## Stated task
Copy out the whole listing below word for word, line by line, with no changes.

## Provided material
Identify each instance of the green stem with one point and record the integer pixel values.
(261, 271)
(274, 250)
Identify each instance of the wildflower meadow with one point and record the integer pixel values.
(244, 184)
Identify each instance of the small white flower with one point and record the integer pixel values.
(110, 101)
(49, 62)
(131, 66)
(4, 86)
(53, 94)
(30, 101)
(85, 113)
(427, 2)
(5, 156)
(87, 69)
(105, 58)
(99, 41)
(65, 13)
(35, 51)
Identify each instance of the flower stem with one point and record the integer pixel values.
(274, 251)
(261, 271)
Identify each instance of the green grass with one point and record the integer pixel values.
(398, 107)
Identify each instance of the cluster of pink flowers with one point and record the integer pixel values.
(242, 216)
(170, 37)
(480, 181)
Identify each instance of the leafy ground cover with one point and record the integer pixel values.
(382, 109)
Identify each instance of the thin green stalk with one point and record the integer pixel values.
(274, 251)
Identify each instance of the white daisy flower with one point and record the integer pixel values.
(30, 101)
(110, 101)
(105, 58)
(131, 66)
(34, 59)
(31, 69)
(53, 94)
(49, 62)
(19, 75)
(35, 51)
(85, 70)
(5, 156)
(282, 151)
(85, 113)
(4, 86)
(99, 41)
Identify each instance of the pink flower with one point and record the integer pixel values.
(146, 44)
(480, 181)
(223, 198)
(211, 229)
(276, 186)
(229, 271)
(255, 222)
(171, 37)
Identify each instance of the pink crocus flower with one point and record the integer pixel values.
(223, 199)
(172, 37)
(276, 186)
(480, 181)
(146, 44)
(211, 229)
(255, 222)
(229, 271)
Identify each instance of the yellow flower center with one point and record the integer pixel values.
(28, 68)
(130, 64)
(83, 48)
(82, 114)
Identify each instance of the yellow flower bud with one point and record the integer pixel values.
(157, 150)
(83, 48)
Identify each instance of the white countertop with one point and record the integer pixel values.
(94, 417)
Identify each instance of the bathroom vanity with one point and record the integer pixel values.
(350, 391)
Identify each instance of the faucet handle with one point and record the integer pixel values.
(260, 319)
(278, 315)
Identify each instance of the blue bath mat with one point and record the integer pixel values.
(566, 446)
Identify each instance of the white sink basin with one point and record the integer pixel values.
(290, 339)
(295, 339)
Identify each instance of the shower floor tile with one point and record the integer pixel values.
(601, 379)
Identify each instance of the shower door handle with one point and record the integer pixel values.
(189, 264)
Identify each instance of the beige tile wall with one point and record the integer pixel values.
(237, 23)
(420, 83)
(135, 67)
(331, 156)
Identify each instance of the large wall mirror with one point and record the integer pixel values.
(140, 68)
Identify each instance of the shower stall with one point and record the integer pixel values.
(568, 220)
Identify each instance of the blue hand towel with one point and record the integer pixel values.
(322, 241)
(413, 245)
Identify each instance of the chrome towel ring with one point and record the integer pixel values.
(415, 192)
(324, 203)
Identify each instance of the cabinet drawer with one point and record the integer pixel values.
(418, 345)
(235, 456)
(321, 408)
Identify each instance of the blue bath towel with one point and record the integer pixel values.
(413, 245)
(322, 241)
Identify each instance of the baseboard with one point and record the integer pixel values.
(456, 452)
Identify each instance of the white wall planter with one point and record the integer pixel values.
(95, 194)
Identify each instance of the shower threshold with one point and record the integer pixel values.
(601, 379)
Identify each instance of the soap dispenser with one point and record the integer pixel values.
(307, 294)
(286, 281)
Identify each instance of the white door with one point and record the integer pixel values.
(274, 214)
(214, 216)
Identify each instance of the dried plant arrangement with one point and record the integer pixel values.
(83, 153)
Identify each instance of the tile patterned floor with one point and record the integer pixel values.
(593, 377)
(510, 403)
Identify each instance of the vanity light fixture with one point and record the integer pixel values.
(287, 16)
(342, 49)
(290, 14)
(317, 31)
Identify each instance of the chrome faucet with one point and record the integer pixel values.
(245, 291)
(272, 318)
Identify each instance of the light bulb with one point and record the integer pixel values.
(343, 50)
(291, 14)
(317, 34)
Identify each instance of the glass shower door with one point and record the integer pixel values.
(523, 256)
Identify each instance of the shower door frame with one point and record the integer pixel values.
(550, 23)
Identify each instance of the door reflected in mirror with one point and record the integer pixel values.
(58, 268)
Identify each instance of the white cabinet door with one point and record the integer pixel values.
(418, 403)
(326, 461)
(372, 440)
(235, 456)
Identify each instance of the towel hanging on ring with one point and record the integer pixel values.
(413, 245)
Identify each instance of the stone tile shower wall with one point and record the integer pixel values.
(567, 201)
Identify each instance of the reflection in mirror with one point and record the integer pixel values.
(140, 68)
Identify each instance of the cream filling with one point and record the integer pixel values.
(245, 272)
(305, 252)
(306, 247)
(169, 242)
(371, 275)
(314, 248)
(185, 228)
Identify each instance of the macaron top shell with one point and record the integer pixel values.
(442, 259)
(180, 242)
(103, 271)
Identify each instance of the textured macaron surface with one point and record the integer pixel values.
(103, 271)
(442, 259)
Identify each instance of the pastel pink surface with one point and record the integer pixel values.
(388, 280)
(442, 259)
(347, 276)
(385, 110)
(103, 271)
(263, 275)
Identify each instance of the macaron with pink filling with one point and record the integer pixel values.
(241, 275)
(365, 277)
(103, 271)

## Response below
Identify each instance of the green stem with one point and record the integer pixel values.
(261, 271)
(274, 250)
Identify each instance of the wildflower meadow with one point and record the integer pixel values.
(244, 184)
Identify each instance of the small white flower with one point and record the integer pixel values.
(110, 101)
(49, 62)
(131, 66)
(4, 86)
(53, 94)
(30, 101)
(85, 113)
(427, 2)
(5, 156)
(87, 69)
(105, 58)
(99, 41)
(65, 13)
(35, 51)
Identify each instance of the flower stem with one point and record the integer pixel values.
(274, 251)
(261, 271)
Identify each instance of the green grass with one point and record the integer pixel values.
(398, 107)
Identify each instance of the cluster of pink flowers with one point and record the integer pixel values.
(242, 216)
(170, 37)
(480, 181)
Identify each instance of the leafy ground cover with one point and record the integer pixel values.
(382, 109)
Identify each instance of the thin green stalk with one point and record the integer pixel values.
(274, 251)
Identify each instance of the white daisy flower with one point and record the integer pixel values.
(30, 101)
(110, 101)
(105, 58)
(131, 66)
(34, 59)
(31, 69)
(53, 94)
(49, 62)
(19, 75)
(35, 51)
(85, 70)
(5, 156)
(282, 151)
(85, 113)
(4, 86)
(99, 41)
Identify each instance of the pink flower with one point and record the integer pixel values.
(146, 44)
(480, 181)
(223, 198)
(211, 229)
(276, 186)
(229, 271)
(255, 222)
(171, 37)
Identify each instance of the pink crocus flower with one point and record the integer pixel values.
(223, 199)
(172, 37)
(276, 186)
(480, 181)
(146, 44)
(211, 229)
(255, 222)
(229, 271)
Identify each instance of the yellow flower center with one point and record the integer pixel values.
(28, 68)
(130, 64)
(83, 48)
(82, 114)
Identify each instance of the yellow flower bud with one point and record the integer pixel values.
(157, 150)
(83, 48)
Identify each instance of the white countertop with one point and record the integer pixel values.
(94, 417)
Identify each instance of the bathroom vanity with one point and record the integer pixel values.
(350, 391)
Identify each instance of the faucet handle with one point and record the integer pixel values.
(260, 319)
(278, 315)
Identify each instance of the blue bath mat with one point and record the integer pixel values.
(566, 446)
Identify each instance of the white sink basin with one point and record the integer pixel values.
(290, 339)
(295, 339)
Identify each instance of the shower floor tile with one point and record the integer pixel values.
(601, 379)
Identify each instance of the shower door handle with one point and record the integer pixel values.
(189, 264)
Identify each instance of the beige tile wall with one point and record the integer pixel values.
(237, 23)
(420, 83)
(135, 67)
(331, 156)
Identify each instance of the large wall mirror with one point and record the integer pixel values.
(140, 68)
Identify each instance of the shower stall with one point and record the integer pixel values.
(568, 220)
Identify each instance of the blue hand towel with one point and record the integer pixel values.
(322, 241)
(413, 245)
Identify each instance of the chrome towel ring with one point and record the integer pixel values.
(415, 192)
(324, 203)
Identify each instance of the cabinet drawer with one point and record the integer pixel values.
(418, 345)
(235, 456)
(321, 408)
Identify each instance of the blue bath towel with one point and record the integer pixel values.
(413, 245)
(322, 241)
Identify each instance of the baseboard with one point and record the integer pixel values.
(456, 452)
Identify each instance of the white wall planter with one point and record the integer pixel values.
(95, 194)
Identify each instance of the shower threshold with one point and record the integer pixel values.
(601, 379)
Identify each instance of the soap dispenser with one point and record the integer pixel values.
(307, 294)
(286, 281)
Identify each instance of the white door with one point and record the integer pixel values.
(274, 214)
(214, 216)
Identify each instance of the dried plant arrangement with one point and record the integer pixel values.
(83, 153)
Identify each instance of the tile patterned floor with one point and record the integer pixel values.
(593, 377)
(510, 403)
Identify each instance of the vanity light fixture with one point and record the integer pixel values.
(287, 16)
(342, 49)
(290, 14)
(317, 31)
Identify each instance of the chrome faucet with one point and record the integer pixel values.
(245, 291)
(272, 318)
Identify each instance of the light bulb with one point and record the integer pixel values.
(343, 50)
(291, 14)
(317, 34)
Identify each instance of the glass shower door with one point and record the integer pixel values.
(523, 256)
Identify each instance of the shower door frame with one point and record the integer pixel values.
(550, 23)
Identify each instance of the door reflected in mirror with one point and record the integer pixel values.
(58, 268)
Identify each instance of the white cabinet door with one point and record the integer pixel values.
(418, 403)
(326, 461)
(372, 440)
(235, 456)
Identify each instance of the towel hanging on ring with one point and record the integer pixel values.
(413, 245)
Identify each instance of the stone tile shower wall with one point and record the integer pixel values.
(567, 201)
Identify each instance of the reflection in mirror with one point and record the integer pixel values.
(140, 68)
Identify each instance of the cream filling with one point and record the integer pixel values.
(245, 272)
(305, 252)
(306, 247)
(169, 242)
(371, 275)
(314, 248)
(185, 228)
Identify each instance of the macaron top shell with one point and record the integer pixel values.
(442, 259)
(180, 242)
(103, 271)
Identify each instance of the textured macaron surface with one point and record the integer pixel values.
(103, 271)
(442, 259)
Identify each instance of the pastel pink surface with one point and record the integer pixel values.
(388, 280)
(442, 259)
(347, 276)
(385, 110)
(103, 271)
(263, 275)
Identify each instance of the macaron with pink filling with one point and record the integer pixel values.
(241, 275)
(365, 277)
(103, 271)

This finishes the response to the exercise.